SHORT PROBLEM: Please update the rows from the beginning through the line containing "point(667, 238)" by changing "plantation shutter" to "louvered shutter". Return those rows with nothing else altered.

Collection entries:
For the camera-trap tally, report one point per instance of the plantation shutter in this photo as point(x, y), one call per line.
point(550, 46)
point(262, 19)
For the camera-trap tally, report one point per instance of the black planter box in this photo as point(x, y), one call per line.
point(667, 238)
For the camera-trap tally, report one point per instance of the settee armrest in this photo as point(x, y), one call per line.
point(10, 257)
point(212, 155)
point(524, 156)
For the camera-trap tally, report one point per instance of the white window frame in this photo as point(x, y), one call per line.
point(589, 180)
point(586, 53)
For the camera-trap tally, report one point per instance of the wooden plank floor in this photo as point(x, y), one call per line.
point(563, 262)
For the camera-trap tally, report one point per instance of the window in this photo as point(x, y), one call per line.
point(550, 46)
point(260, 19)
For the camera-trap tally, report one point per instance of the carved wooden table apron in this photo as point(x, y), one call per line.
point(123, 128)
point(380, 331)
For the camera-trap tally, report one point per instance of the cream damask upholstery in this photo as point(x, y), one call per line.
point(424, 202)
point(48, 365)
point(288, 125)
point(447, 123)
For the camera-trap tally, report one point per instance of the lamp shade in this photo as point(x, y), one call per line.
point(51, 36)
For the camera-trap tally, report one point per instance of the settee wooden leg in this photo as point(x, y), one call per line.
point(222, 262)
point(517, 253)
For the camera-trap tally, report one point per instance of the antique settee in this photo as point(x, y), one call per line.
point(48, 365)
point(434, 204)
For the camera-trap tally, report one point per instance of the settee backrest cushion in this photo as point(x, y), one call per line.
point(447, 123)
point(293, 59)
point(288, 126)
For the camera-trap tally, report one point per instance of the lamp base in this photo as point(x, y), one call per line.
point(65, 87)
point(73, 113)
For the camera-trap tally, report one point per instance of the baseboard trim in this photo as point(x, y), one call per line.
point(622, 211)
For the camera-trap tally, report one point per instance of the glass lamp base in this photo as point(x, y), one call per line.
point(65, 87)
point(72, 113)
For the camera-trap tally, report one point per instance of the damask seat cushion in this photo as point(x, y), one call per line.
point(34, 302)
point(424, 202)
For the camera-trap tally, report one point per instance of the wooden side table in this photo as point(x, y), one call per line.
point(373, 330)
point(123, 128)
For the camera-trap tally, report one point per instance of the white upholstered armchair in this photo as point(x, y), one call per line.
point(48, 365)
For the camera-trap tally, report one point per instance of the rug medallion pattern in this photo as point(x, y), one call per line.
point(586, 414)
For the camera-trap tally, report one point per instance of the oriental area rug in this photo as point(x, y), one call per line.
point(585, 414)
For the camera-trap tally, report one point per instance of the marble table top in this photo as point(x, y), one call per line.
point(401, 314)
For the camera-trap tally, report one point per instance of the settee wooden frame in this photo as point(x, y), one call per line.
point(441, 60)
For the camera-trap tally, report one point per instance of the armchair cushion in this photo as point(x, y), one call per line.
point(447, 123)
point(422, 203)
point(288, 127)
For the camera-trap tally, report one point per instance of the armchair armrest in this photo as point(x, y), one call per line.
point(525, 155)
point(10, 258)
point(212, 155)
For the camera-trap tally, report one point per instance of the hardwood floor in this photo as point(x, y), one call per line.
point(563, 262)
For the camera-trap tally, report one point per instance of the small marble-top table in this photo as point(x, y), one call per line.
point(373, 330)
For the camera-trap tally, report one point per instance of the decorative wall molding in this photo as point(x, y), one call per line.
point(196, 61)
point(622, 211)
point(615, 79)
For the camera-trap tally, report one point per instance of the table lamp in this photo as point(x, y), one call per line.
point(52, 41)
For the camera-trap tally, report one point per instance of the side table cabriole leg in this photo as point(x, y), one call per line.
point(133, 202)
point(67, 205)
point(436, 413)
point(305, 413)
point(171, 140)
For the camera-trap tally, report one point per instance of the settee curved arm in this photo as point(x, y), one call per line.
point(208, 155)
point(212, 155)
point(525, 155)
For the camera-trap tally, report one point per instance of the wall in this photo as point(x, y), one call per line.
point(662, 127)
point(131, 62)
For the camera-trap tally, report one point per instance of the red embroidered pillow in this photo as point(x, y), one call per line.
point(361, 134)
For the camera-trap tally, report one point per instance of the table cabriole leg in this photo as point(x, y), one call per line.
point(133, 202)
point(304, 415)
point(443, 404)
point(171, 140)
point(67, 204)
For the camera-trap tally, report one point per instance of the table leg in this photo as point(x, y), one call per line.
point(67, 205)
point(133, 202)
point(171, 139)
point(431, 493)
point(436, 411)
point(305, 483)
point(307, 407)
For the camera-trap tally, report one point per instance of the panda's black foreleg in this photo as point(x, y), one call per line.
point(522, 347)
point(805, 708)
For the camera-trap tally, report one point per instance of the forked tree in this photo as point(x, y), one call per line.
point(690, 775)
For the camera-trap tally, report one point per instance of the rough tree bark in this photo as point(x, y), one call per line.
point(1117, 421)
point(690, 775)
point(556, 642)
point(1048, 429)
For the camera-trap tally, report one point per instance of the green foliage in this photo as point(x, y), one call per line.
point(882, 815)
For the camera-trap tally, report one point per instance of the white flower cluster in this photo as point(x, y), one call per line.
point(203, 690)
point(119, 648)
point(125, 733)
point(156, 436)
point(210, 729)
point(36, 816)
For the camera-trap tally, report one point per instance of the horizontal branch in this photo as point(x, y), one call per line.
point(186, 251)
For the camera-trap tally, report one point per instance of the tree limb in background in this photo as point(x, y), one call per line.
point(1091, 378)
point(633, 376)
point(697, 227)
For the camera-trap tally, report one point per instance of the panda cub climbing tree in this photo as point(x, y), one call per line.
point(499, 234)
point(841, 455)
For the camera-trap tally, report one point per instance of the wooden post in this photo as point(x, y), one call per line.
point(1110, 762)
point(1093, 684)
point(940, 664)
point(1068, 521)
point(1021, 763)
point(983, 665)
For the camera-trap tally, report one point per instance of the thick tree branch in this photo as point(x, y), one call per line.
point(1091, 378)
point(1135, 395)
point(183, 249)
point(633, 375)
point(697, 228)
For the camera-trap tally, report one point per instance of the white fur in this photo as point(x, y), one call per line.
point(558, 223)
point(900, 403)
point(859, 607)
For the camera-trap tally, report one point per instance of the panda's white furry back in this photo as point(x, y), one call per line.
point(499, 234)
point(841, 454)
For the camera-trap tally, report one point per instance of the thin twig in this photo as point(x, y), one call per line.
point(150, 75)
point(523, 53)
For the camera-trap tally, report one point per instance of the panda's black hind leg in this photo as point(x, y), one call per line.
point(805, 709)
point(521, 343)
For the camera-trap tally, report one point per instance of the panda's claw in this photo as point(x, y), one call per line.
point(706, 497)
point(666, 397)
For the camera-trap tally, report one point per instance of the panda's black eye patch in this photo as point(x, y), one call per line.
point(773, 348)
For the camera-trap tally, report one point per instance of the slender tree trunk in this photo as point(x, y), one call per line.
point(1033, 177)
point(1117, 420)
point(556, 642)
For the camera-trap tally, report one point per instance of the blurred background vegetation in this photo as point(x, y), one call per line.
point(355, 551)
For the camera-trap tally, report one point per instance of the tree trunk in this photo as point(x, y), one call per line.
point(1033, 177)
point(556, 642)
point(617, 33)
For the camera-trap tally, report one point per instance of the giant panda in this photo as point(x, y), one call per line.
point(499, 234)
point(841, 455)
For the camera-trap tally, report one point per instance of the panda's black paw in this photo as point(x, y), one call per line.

OUTPUT BELOW:
For the camera-trap tally, report one point per instance of the louvered shutter in this photo as point(x, y), one call per line.
point(550, 46)
point(262, 19)
For the camera-trap tally, report one point per instance of the black planter box in this photo as point(x, y), one call per line.
point(667, 238)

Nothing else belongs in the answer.